Excerpt provided =
.....

The moral of the story is pretty clear: Good, strong toxics regulations work. They keep people healthier and they save more money than they cost. If you haven’t yet asked your elected officials for stronger chemical legislation in 2014, we urge you to today!
(Source: Care2.com article here)

Private Criminal “Justice” System

For those who can afford it, many misdemeanor violations and traffic violations are punished with a fine that can be paid the very same day. But for those who can’t, those same offenses may become subject to a punishment much more menacing, in a profit-driven system of private probation that imposes interest and fees with a threat of jail time on those who are often least able to pay.

In one Georgia instance documented in an extensive new Human Rights Watch report, a man who stole a $2 can of beer ended up in jail for failure to pay a $200 fine that ballooned into more than $1,000 under the supervision of a private probation firm. Thomas Barrett’s entire income — which included selling his own blood plasma — was less than the monthly fee imposed by the private probation firm.

In Mississippi, a woman who had paid off her entire $377 fine for driving without a license was being threatened with arrest for failure to pay so-called “supervision fees” being charged by a private probation firm. Court officials told Human Rights Watch the firm had no authority to threaten arrest.

In Alabama, judges have enforced the threats of probation companies to impose jail time for those who fees and fines that piled up from private probation.

More than 1,000 courts around the country are shifting the burden of monitoring payment of fines to private probation firms, sentencing hundreds of thousands of individuals each year to their supervision. In what is perhaps the most extensive documentation of the practice of privatizing another aspect of the criminal justice system, Human Rights Watch finds that these firms are subject to scant monitoring by local governments and courts, free to impose fees and fines in amounts that are not regulated by any government entity.

Among the monthly fees lobbed onto probation are monthly “supervision” fees, even where the only supervision mandated by the court is collection of a fee, rather than other probationary terms that would impose a cost on the company. Other times, it is the heavy cost of electronic monitoring or drug tests.

.....

Exercise instructions =
1 - Using the excerpt, mark each statement yes or no and quote the words that decide it. (a) Thomas Barrett's fine started at $200 and grew to more than $1,000. (b) The Mississippi woman still owed part of her $377 fine. (c) Human Rights Watch found that local governments closely monitor the private probation firms.
2 - According to the excerpt, how many courts around the country are shifting the burden of monitoring fine payments to private probation firms?

.....

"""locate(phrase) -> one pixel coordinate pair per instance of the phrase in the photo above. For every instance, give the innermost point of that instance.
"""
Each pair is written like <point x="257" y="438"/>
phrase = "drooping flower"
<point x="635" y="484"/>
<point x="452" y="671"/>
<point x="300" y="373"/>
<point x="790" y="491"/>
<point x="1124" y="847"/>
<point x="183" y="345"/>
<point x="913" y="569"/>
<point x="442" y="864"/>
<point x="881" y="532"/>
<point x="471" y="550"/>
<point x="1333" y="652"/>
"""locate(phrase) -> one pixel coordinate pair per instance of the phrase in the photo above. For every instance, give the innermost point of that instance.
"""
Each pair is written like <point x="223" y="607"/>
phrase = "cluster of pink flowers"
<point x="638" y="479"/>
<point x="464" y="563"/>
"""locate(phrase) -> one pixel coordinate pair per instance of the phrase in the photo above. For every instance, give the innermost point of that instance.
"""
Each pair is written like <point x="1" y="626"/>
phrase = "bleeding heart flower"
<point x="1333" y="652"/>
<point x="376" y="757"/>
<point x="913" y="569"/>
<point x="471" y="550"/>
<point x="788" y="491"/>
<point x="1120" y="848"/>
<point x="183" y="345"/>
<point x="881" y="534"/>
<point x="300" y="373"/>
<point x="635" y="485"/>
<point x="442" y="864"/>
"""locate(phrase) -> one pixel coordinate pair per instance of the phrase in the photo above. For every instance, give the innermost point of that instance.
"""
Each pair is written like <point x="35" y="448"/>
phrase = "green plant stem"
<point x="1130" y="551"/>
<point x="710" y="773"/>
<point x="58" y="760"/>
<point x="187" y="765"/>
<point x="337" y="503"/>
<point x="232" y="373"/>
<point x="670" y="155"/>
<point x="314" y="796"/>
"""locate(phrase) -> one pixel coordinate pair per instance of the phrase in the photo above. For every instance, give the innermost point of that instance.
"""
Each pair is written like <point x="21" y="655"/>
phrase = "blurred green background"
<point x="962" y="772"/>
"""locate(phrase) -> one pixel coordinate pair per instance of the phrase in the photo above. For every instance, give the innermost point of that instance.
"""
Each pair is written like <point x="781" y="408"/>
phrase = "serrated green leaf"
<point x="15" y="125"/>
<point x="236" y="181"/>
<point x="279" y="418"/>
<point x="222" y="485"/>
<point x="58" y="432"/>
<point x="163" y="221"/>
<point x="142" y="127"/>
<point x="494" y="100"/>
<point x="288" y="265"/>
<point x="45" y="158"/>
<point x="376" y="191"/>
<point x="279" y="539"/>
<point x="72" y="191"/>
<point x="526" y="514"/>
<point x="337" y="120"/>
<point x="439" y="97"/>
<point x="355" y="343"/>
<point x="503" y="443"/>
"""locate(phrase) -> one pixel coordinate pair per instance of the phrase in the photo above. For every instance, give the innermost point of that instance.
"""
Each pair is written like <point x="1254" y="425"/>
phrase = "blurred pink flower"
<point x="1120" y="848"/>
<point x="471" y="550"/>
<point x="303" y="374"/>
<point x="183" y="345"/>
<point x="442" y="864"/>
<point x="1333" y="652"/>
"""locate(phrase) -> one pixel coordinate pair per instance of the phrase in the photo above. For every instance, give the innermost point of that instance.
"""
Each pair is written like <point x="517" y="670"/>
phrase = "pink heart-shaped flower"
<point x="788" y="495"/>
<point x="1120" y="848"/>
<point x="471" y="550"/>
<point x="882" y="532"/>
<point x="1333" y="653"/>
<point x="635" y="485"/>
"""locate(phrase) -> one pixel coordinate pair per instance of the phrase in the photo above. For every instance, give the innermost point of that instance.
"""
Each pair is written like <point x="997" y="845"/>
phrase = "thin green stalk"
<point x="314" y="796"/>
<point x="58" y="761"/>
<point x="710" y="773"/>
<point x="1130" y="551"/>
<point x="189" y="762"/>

.....

List of answers =
1 -
(a) Yes: "a $200 fine that ballooned into more than $1,000"
(b) No: "a woman who had paid off her entire $377 fine"
(c) No: "these firms are subject to scant monitoring by local governments and courts"

2 - More than 1,000 courts.